-- The task --
Beginning with the line containing "each like [1136,782]." and ending with the last line, repeat the records exactly.

+++

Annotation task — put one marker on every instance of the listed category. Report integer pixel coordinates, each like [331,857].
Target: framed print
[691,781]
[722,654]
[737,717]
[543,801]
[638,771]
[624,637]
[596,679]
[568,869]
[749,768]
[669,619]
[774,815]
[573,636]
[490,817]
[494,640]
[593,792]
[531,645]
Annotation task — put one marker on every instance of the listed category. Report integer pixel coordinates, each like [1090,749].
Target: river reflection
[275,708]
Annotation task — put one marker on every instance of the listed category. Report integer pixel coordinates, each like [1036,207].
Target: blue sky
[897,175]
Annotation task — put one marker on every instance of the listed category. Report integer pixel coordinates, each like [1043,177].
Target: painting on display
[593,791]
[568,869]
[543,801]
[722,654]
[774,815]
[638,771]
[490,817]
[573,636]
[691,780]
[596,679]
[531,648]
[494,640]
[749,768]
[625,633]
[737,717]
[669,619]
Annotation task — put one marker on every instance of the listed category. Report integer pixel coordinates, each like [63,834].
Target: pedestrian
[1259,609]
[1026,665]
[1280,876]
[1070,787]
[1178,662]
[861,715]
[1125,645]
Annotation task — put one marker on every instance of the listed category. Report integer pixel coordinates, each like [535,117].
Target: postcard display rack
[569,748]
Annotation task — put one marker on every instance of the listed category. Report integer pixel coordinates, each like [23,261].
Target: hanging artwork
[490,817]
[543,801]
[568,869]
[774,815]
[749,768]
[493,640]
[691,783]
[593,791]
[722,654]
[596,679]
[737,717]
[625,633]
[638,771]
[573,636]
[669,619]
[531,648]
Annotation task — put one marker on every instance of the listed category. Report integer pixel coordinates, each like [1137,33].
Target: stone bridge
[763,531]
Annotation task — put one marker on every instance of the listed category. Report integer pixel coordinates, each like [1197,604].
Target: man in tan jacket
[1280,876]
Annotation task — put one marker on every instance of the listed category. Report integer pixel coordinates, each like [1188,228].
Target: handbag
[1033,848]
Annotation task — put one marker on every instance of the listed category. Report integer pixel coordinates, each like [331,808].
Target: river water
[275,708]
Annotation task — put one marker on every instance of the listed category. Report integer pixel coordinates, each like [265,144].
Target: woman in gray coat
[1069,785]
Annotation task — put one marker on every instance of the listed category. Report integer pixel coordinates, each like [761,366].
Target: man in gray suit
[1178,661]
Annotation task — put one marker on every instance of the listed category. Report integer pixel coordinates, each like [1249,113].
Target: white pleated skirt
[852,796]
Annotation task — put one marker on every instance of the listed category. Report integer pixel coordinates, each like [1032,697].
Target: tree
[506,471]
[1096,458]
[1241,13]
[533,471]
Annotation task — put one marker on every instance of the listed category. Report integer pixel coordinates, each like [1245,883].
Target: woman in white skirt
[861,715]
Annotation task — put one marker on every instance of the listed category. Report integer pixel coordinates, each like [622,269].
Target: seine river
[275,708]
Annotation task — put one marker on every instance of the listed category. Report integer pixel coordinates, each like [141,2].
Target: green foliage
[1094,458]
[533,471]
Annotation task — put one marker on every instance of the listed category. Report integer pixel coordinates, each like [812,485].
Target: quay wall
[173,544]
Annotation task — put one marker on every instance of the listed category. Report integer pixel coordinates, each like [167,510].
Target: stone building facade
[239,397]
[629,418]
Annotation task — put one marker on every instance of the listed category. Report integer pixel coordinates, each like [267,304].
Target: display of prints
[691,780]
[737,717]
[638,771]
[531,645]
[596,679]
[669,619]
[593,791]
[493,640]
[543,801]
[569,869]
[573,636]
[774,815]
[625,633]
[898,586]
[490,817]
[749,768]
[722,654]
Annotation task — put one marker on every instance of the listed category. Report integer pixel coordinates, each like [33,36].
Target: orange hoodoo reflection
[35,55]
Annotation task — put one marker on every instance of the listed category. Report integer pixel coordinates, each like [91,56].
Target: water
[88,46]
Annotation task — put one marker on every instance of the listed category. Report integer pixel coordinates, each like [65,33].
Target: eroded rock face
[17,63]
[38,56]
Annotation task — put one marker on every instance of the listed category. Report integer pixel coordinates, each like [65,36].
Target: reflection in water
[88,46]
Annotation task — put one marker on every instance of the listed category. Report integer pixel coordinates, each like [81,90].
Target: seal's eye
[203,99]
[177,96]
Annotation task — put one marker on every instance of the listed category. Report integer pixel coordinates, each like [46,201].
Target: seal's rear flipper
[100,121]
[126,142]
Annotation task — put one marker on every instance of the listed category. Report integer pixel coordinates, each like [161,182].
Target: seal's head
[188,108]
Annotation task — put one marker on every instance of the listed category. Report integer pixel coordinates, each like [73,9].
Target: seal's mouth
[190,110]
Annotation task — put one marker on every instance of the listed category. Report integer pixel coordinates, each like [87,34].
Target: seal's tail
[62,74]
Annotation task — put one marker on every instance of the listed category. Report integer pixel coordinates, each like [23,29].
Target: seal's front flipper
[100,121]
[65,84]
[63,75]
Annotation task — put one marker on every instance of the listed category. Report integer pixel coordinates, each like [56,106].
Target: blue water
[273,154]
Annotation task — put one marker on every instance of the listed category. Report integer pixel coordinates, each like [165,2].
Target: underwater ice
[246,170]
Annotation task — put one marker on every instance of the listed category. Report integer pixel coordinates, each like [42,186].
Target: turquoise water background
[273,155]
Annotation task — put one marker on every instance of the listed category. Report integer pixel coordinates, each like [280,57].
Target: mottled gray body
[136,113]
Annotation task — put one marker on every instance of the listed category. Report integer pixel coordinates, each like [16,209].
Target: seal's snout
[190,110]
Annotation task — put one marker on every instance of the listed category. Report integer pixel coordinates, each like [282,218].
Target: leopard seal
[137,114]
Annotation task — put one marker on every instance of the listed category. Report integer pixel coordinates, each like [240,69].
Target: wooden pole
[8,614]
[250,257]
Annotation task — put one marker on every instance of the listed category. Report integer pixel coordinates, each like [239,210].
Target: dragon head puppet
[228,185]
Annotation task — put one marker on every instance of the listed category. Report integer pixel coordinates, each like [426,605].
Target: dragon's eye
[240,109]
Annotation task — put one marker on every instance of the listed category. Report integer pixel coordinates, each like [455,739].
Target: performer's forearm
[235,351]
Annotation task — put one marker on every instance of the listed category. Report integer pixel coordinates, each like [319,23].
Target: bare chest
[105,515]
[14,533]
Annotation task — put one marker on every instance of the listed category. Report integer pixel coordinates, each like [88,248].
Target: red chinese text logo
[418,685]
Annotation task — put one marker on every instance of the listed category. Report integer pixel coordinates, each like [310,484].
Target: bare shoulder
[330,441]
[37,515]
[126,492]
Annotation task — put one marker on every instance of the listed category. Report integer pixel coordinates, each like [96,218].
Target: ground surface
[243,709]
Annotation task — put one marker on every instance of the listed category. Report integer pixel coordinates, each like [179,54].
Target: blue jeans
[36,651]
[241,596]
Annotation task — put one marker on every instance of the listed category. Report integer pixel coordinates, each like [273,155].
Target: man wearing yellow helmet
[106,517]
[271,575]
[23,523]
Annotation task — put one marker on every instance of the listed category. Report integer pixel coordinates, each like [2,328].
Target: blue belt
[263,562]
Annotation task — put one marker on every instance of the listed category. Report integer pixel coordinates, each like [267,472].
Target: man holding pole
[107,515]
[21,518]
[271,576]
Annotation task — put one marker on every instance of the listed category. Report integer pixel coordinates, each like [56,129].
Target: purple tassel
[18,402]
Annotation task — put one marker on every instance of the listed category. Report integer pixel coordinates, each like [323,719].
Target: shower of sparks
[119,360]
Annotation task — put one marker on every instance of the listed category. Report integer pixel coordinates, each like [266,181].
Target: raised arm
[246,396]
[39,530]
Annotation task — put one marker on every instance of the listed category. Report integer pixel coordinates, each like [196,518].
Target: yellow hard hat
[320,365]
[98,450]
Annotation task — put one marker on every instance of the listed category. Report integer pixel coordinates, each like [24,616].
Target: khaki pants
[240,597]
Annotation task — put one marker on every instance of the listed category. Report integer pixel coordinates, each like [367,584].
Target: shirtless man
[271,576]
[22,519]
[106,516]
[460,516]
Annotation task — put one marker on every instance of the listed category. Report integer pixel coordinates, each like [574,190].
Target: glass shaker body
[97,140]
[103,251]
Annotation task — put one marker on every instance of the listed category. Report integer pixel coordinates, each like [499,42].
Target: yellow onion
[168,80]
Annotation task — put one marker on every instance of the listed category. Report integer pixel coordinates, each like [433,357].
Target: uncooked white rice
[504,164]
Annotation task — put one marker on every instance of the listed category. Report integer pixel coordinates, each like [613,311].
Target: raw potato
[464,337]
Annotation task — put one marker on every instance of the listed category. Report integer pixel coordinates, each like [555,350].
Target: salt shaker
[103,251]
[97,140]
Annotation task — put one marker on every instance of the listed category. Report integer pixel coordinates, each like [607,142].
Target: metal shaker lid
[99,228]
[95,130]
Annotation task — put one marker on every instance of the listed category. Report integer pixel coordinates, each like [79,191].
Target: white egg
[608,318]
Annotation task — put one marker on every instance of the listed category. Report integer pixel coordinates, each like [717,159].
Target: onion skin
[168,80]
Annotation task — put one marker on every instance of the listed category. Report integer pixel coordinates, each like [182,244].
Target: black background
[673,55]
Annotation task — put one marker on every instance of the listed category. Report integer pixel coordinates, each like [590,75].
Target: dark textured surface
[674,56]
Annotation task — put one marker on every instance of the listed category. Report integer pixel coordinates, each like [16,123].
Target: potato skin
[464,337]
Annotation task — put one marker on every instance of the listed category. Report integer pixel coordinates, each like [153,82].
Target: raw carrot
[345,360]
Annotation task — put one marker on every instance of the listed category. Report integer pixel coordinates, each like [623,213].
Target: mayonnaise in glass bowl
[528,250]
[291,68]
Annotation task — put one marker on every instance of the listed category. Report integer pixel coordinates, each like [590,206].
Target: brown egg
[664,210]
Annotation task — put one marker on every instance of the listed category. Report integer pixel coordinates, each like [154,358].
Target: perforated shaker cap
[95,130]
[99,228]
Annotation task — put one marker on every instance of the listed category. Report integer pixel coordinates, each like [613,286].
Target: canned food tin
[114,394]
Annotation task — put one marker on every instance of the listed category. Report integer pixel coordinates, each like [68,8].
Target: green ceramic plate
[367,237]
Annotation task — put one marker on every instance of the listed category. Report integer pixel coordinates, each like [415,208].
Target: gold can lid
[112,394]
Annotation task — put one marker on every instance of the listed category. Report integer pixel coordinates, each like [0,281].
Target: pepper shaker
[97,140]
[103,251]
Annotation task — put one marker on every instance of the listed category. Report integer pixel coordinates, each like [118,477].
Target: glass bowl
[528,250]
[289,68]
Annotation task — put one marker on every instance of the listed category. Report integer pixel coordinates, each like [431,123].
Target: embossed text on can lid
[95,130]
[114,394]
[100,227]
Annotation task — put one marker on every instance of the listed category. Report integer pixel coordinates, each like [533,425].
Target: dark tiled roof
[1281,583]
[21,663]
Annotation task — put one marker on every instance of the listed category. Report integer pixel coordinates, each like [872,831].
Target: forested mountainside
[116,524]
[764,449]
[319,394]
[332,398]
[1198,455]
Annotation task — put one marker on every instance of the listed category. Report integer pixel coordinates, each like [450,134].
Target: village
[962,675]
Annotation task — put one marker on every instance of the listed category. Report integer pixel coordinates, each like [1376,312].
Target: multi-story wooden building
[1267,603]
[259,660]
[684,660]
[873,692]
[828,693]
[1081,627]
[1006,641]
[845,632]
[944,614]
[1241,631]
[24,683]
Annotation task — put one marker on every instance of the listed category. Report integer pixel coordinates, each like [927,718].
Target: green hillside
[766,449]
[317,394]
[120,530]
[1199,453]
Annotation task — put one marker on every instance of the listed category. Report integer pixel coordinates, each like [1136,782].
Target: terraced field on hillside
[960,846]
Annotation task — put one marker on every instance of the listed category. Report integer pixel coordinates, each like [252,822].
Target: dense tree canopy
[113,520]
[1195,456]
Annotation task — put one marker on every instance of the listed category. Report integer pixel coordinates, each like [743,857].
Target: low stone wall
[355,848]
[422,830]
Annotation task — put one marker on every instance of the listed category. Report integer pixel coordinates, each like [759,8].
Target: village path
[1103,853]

+++

-- Output for this exercise --
Annotation task — put one marker on every instance of the listed category. Report integer pixel coordinates, each like [1136,782].
Target: terraced field on hillside
[960,846]
Annotation task — put one marker on every instance of the listed category. Report integer pixel coordinates, each like [252,822].
Target: dense tree canopy
[113,520]
[1195,456]
Annotation task — put one marker on every instance of the listed category. Report integer pixel coordinates, each like [743,857].
Target: low stone wall
[355,848]
[422,830]
Annotation task — put one marker on every instance of the listed category. Report integer pixel coordinates, each like [759,8].
Target: village path
[1103,853]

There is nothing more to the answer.